Instructions:
1. In two sentences, summarize the reflection on Amish forgiveness after the Nickel Mines massacre.
2. In the reflection on Amish forgiveness after Nickel Mines, replace "condolences" with "sympathy" and write out the passage starting at "And yet what" and ending at "of the massacre.".
3. Extend the reflection on Amish forgiveness after the Nickel Mines massacre, picking up after its final sentence.

But the Nickel Mines school incident stands out as being particularly horrific. Not only was it directed at children, but it was also inflicted upon a community that had chosen to live outside of mainstream American society and all its perceived ills — including gun violence.

And yet what seemed to disorient people most of all was the unexpected reaction of the families directly affected by it and of the Amish community as a whole: They actually forgave Roberts — both in word and in deed.

On the evening right after the massacre took place, a stream of Amish visitors visited Roberts’ widow and children at their home to express condolences for their loss. They reminded them they were still part of — and welcome in — the community. About half of the seventy or so attendees at Roberts’ funeral were Amish. The Amish community’s committee overseeing the distribution of charitable donations set-up and funded a trust for Roberts’ family. That Christmas, a group of Amish went to the Roberts house to sing carols. The following spring, Roberts’ family members planted a tree in the yard of the new Amish schoolhouse constructed on the site of the massacre.

The world was absolutely stunnedby the Amish response to what had happened. And when the capacity to forgive is any where near as difficult for us to comprehend as is an unconscionable act of violence, may God help us all.

I think that part of what made the Amish way of dealing with the Nickel Mines tragedy incomprehensible to many people was that it seemed so contrary to human nature. When we’re attacked, in any way, our first impulse is, all too often, to strike back. When someone injures our loved one we hope to stop them but we often also wish to hurt them: You hit me or mine and I hit you back even harder. Turning the other cheek is generally neither our intuitive nor our instinctual response, but it is definitely Jesus’ response. And it’s a difficult one to come to terms with — both for Peter and for us.

At the beginning of our reading for today, Jesus asks his disciples, “Who do you say that I am?” Peter, as usual, is quick with a response that is accurate but also one that shows he doesn’t really understand the implications of what he’s saying: “You are the Messiah,” he tells Jesus. This, of course, is true, but Peter and Jesus have very different ideas about what being the Messiah actually means.

Record extracts:
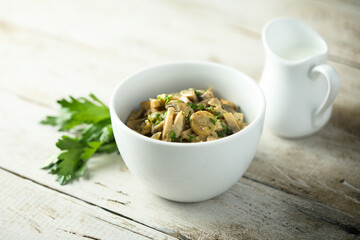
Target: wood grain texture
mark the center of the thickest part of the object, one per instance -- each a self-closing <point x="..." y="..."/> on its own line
<point x="58" y="67"/>
<point x="250" y="209"/>
<point x="30" y="211"/>
<point x="52" y="49"/>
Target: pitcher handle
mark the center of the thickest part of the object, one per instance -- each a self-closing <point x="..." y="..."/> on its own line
<point x="333" y="82"/>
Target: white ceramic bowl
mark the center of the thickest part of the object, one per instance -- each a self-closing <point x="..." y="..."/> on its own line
<point x="188" y="172"/>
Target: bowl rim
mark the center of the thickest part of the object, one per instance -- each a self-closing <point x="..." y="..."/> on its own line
<point x="247" y="78"/>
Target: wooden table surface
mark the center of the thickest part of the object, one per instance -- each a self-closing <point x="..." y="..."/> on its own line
<point x="294" y="189"/>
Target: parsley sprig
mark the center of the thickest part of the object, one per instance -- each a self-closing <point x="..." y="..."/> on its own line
<point x="88" y="121"/>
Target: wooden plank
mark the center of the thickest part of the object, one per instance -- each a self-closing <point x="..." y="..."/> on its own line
<point x="248" y="210"/>
<point x="139" y="27"/>
<point x="30" y="211"/>
<point x="323" y="162"/>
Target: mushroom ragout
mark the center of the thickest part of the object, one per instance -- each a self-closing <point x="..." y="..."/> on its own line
<point x="191" y="115"/>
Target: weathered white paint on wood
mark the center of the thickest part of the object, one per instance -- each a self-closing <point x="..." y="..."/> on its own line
<point x="52" y="68"/>
<point x="52" y="49"/>
<point x="30" y="211"/>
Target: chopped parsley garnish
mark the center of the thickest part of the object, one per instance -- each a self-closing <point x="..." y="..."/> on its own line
<point x="161" y="118"/>
<point x="225" y="129"/>
<point x="220" y="133"/>
<point x="196" y="107"/>
<point x="187" y="119"/>
<point x="167" y="98"/>
<point x="173" y="137"/>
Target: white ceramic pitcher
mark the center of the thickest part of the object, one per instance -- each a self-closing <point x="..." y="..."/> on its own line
<point x="299" y="87"/>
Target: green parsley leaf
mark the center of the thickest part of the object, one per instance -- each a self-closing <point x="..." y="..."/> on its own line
<point x="89" y="121"/>
<point x="167" y="98"/>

The answers:
1. The Nickel Mines massacre was especially horrific because it targeted children in an Amish community that had chosen to live apart from mainstream American society. Yet what most disoriented people was that the affected families and the wider Amish community forgave Roberts in word and deed, a response that seemed contrary to the human impulse to strike back but that is Jesus' response.

2.
And yet what seemed to disorient people most of all was the unexpected reaction of the families directly affected by it and of the Amish community as a whole: They actually forgave Roberts — both in word and in deed.

On the evening right after the massacre took place, a stream of Amish visitors visited Roberts’ widow and children at their home to express sympathy for their loss. They reminded them they were still part of — and welcome in — the community. About half of the seventy or so attendees at Roberts’ funeral were Amish. The Amish community’s committee overseeing the distribution of charitable donations set-up and funded a trust for Roberts’ family. That Christmas, a group of Amish went to the Roberts house to sing carols. The following spring, Roberts’ family members planted a tree in the yard of the new Amish schoolhouse constructed on the site of the massacre.

3.
When Jesus proceeds to tell his disciples about what is going to happen to him next — when he declares that he “must undergo great suffering, and be rejected by the elders, the chief priests, and the scribes, and be killed,” they simply cannot process it. To their way of thinking, the Messiah is supposed to be the one who arrives in a cloud of fire and fury to beat the Imperial Roman oppressors and their co-conspirators into submission; he’s supposed to be the one who punishes them for all their transgressions. The Messiah is not the one who is supposed to suffer and be killed; he is supposed to make them suffer for what they’ve done to us! This is why Peter rebukes Jesus here.

Jesus, of course, is having none of it. He instantly yells back at Peter saying, “Get behind me, Satan! For you are setting your mind not on divine things but on human things.” He is clearly angry at Peter and at Satan — the latter, of course, being the Biblical tempter extraordinaire. But might Jesus also be a little frustrated with himself for being tempted?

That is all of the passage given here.